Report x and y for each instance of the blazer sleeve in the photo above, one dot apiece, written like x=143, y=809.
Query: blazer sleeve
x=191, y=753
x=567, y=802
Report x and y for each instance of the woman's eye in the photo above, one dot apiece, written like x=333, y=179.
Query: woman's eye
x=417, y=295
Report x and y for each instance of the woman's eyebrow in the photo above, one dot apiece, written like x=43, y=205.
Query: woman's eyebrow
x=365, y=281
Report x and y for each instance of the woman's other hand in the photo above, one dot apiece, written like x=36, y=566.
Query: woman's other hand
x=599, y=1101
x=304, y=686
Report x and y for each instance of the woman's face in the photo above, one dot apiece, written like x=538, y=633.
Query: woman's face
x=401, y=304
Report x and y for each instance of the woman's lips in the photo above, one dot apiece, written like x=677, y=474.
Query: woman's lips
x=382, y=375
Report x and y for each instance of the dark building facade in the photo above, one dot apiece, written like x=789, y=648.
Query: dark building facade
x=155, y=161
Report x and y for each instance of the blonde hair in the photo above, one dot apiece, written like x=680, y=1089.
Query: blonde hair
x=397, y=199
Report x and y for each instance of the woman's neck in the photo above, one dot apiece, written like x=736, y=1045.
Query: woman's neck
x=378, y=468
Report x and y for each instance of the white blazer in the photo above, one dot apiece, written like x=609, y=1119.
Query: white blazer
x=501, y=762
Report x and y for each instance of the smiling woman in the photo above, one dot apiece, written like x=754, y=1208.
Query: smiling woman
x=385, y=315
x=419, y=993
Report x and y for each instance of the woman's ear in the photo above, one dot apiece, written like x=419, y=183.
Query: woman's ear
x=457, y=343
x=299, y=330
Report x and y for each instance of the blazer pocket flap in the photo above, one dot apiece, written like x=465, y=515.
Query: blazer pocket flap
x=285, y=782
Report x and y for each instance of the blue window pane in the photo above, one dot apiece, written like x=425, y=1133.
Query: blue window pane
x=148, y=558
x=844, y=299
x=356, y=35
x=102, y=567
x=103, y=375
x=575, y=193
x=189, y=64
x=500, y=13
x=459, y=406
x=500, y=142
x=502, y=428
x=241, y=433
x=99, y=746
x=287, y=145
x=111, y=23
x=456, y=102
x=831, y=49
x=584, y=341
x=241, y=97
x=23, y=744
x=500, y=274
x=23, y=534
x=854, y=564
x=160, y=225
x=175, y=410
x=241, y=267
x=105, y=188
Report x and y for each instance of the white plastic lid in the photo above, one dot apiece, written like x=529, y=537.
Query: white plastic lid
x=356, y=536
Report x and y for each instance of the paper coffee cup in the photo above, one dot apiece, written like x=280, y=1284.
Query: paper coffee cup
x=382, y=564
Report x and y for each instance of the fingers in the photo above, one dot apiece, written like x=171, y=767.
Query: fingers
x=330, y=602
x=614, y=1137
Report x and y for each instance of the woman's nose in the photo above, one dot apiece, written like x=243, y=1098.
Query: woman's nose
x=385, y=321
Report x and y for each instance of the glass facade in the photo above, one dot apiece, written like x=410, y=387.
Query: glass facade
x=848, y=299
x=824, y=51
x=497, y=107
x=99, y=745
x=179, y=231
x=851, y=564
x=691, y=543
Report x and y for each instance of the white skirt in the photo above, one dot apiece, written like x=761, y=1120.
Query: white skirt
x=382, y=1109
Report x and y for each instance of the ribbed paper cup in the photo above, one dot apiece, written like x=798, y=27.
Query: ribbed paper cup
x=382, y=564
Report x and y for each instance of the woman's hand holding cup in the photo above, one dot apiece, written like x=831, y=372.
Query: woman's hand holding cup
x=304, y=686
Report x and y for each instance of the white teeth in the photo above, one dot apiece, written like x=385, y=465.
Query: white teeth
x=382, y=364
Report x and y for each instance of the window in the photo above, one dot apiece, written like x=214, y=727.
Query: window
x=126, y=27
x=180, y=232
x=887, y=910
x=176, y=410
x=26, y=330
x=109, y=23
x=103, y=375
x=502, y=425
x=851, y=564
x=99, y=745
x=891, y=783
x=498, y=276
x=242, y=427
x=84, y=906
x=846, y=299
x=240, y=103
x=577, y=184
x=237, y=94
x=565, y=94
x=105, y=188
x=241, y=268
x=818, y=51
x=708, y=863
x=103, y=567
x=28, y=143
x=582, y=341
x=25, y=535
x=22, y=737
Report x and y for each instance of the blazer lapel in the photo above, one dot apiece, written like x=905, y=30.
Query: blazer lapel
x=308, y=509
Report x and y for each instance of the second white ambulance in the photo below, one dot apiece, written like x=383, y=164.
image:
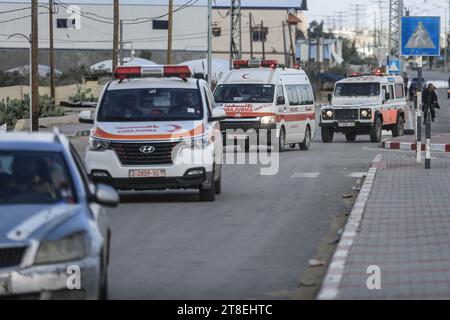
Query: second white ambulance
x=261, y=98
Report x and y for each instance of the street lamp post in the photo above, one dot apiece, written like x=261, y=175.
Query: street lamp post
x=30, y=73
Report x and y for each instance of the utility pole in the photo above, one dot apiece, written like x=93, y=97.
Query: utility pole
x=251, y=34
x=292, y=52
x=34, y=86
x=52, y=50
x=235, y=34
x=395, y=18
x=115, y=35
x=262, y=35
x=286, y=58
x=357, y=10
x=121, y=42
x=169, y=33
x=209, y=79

* * *

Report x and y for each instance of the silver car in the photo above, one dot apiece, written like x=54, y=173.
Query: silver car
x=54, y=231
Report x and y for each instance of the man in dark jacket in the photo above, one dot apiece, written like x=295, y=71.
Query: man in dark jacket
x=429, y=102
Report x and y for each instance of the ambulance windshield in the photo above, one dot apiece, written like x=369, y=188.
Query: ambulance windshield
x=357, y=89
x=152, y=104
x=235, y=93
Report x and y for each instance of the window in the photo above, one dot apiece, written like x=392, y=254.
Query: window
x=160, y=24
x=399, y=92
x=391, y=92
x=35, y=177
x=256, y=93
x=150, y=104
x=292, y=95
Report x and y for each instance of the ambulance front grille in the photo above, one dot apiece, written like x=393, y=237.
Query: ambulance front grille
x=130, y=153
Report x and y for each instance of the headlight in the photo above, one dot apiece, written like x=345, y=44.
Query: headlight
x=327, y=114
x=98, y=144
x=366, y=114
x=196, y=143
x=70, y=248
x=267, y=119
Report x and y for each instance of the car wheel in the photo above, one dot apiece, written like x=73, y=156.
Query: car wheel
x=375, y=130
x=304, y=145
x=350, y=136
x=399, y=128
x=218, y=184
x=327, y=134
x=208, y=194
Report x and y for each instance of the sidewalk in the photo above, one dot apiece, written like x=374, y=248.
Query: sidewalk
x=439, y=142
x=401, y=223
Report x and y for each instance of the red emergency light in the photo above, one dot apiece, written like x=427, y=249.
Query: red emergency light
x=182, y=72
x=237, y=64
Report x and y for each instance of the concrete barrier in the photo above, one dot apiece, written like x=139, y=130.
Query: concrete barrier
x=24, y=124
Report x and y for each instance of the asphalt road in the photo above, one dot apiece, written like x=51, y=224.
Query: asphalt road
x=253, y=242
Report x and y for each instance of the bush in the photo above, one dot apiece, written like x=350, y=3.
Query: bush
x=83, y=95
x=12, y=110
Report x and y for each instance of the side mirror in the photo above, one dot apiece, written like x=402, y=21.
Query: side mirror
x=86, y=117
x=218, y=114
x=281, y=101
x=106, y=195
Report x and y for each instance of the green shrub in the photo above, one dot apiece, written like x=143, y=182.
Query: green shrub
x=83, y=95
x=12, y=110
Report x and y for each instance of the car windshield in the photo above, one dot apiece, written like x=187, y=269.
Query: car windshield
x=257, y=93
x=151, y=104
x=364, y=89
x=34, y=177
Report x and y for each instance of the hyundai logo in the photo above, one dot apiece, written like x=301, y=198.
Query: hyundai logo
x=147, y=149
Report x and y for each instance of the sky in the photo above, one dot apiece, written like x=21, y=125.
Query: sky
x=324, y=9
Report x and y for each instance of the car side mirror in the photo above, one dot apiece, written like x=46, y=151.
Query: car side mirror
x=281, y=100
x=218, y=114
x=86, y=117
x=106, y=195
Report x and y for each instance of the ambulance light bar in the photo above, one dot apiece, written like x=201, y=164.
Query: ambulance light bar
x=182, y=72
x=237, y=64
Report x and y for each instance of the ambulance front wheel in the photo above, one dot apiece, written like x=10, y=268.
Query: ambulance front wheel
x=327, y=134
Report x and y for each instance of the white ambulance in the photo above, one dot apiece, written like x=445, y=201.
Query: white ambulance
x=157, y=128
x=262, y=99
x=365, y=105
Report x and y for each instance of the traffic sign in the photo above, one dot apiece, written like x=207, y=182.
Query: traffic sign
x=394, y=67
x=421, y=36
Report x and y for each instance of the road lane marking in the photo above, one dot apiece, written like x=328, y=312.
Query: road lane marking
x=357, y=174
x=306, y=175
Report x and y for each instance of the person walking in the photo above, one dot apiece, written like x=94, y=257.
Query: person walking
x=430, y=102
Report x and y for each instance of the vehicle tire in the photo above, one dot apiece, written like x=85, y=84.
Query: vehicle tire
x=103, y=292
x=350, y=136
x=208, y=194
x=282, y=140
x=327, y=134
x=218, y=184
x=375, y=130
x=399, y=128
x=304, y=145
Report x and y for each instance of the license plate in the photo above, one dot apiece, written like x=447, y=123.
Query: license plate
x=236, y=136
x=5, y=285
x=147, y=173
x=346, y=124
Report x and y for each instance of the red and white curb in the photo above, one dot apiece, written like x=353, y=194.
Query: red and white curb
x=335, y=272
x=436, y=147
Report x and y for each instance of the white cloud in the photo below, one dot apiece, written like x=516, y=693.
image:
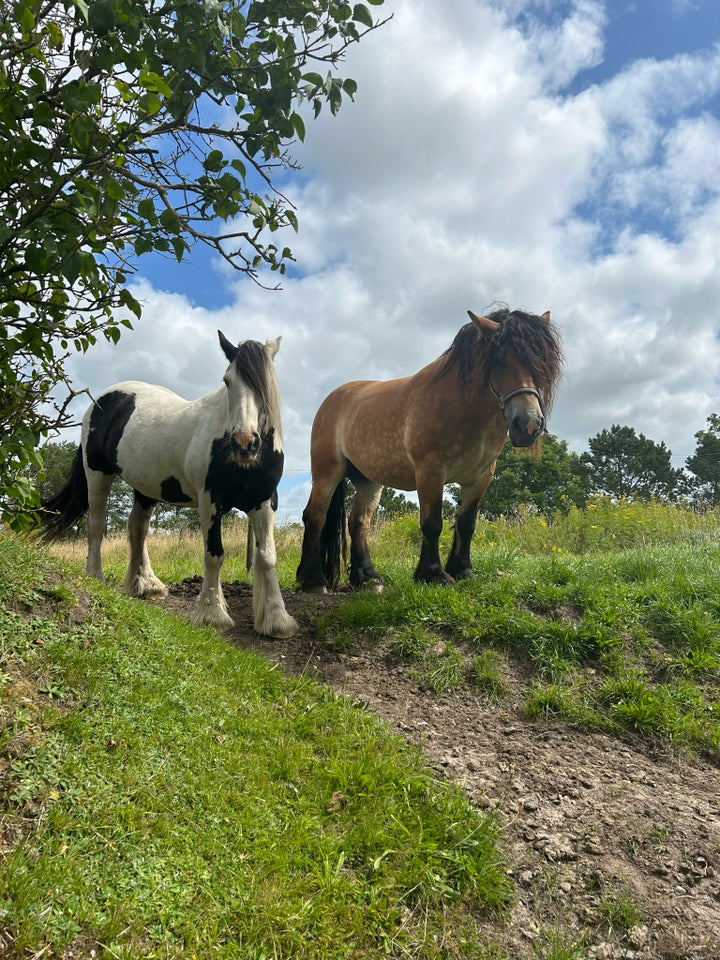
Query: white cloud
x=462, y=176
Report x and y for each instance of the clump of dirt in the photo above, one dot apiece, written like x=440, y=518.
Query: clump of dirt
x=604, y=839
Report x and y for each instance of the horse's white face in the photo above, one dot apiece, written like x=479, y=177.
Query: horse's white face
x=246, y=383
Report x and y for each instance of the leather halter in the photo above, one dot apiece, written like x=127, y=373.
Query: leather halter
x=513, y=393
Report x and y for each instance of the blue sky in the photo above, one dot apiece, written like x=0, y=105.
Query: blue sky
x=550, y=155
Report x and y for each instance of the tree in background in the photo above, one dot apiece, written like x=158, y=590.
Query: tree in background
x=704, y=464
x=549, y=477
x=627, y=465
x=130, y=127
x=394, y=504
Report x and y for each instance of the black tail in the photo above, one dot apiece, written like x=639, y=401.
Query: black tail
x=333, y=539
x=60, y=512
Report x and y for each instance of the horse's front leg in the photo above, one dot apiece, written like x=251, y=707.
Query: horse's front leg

---

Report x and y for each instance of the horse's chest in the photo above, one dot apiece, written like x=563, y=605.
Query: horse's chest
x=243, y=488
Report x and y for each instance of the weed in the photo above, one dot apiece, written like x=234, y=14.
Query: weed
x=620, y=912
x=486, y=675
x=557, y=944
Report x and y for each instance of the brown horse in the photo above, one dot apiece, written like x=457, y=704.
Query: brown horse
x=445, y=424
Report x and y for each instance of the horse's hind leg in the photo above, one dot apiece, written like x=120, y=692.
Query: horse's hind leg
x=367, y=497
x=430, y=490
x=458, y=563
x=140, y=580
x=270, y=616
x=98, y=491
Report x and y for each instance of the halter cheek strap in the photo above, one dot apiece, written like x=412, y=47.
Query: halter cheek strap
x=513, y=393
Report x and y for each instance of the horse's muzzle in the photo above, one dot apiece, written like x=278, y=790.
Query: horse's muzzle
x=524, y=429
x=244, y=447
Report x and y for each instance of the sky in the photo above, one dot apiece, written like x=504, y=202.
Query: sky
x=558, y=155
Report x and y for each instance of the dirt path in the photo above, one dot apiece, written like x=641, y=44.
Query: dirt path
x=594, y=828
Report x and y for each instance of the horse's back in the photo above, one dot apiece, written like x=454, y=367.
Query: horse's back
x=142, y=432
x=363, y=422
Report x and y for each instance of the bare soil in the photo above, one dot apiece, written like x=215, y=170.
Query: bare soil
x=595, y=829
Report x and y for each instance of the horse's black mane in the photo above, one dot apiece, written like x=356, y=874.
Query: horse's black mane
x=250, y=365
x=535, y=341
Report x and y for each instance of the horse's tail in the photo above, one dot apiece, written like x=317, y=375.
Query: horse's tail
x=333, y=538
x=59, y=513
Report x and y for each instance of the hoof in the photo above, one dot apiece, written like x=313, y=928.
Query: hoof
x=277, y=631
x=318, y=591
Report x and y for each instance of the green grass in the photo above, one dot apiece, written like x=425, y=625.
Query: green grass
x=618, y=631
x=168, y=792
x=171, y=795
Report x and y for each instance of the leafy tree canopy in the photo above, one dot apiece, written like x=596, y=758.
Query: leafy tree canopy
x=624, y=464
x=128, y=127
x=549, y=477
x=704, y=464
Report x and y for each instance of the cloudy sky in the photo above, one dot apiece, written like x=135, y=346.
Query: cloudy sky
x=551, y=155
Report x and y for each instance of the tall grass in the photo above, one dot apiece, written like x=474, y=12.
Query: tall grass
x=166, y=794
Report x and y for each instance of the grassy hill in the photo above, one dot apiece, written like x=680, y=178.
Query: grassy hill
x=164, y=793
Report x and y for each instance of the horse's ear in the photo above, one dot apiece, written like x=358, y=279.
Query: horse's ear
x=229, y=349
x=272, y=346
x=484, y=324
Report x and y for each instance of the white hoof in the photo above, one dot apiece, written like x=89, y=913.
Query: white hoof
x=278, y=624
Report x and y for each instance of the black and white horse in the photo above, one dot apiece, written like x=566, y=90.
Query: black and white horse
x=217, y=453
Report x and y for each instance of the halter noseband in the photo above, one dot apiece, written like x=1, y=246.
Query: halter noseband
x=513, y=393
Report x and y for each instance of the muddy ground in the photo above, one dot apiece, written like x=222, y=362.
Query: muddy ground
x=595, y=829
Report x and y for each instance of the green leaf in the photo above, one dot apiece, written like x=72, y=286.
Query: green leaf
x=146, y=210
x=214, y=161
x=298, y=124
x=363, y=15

- _SHORT PROBLEM_: Count the lines in the material above that contain the string "hyundai", matching case exactly. Give only the number.

- _FINISHED EXERCISE_: 2